── Text segment ──

A new report from McKinsey pours water on some of the more sweeping statements made about how life will change in the wake of COVID-19 – realism about the variation of effects will help craft better strategies.

Why it matters: Some practitioners of advertising are more interested in the unchanging rather than the changing human. This research explores the issues and ideas that could hamper COVID-induced shifts that we tend to regard as global.

The report, which you can read here, looks at four main dimensions:

  • Customer experience
    Whether the new experience is better than the one it replaces will be key to longevity. “In Italy, for example, 60 percent of consumers shopped online during the crisis, but fewer than ten percent found the experience satisfying.” This suggests a limit to potential growth of e-commerce in the country in the medium to long-term. In China, meanwhile, the greater adoption of e-commerce is an acceleration of a deeper trend.

    Understanding where new services fall short will be key to designing for the post-pandemic world.
  • Country
    The pandemic has hit different countries in very different ways.

    Temporary setback: For China, it has been just a temporary setback, as a highly digital market merely accelerates.

───

Copy the McKinsey report summary starting at "The report, which" and ending at "market merely accelerates.", and swap every "e-commerce" for "online retail".

── Information supplied ──

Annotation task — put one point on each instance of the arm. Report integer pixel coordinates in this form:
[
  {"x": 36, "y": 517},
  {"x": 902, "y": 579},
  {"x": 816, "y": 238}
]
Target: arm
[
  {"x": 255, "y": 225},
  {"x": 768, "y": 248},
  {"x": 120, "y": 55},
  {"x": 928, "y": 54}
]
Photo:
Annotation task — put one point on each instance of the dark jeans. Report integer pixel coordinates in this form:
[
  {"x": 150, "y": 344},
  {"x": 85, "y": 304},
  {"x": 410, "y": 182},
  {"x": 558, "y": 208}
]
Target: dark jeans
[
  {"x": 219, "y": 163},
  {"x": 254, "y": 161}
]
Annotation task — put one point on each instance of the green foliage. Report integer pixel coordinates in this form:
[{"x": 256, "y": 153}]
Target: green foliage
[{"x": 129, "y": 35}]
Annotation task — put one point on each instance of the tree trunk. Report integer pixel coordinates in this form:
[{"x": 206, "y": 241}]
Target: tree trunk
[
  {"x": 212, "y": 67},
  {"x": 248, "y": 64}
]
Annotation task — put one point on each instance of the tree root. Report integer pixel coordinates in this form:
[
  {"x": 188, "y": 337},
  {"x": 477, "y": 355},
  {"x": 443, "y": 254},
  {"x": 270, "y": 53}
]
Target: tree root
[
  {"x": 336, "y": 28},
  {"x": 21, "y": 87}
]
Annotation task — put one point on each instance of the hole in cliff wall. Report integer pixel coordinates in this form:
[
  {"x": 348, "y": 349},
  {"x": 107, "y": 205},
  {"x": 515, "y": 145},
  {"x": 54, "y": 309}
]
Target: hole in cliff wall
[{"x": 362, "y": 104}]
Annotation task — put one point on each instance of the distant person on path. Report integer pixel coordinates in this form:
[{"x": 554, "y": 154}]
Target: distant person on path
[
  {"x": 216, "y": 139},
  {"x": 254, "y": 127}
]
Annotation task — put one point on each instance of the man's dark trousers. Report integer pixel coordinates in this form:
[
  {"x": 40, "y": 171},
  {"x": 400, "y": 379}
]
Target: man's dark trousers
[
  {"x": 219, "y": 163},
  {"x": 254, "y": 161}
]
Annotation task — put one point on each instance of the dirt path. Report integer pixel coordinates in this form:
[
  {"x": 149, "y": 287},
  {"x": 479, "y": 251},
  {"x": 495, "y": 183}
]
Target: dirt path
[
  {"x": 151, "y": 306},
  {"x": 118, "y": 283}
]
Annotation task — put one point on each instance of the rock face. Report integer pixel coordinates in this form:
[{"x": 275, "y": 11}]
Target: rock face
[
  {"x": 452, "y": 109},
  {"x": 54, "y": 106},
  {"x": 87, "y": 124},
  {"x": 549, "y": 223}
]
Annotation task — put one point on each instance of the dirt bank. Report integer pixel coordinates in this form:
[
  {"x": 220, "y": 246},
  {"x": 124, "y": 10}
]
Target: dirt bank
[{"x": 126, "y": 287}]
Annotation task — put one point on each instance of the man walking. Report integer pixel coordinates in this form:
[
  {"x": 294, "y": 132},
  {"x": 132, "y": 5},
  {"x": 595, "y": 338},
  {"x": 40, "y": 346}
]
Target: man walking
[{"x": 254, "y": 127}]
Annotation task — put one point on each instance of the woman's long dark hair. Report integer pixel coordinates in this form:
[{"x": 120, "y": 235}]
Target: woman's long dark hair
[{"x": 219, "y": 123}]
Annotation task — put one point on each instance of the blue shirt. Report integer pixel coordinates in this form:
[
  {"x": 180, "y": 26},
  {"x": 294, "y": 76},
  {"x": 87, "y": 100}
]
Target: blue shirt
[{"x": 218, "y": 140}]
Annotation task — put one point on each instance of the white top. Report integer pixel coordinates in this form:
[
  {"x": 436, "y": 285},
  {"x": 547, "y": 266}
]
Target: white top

───

▶ _Exercise output_
The report, which you can read here, looks at four main dimensions:

  • Customer experience
    Whether the new experience is better than the one it replaces will be key to longevity. “In Italy, for example, 60 percent of consumers shopped online during the crisis, but fewer than ten percent found the experience satisfying.” This suggests a limit to potential growth of online retail in the country in the medium to long-term. In China, meanwhile, the greater adoption of online retail is an acceleration of a deeper trend.

    Understanding where new services fall short will be key to designing for the post-pandemic world.
  • Country
    The pandemic has hit different countries in very different ways.

    Temporary setback: For China, it has been just a temporary setback, as a highly digital market merely accelerates.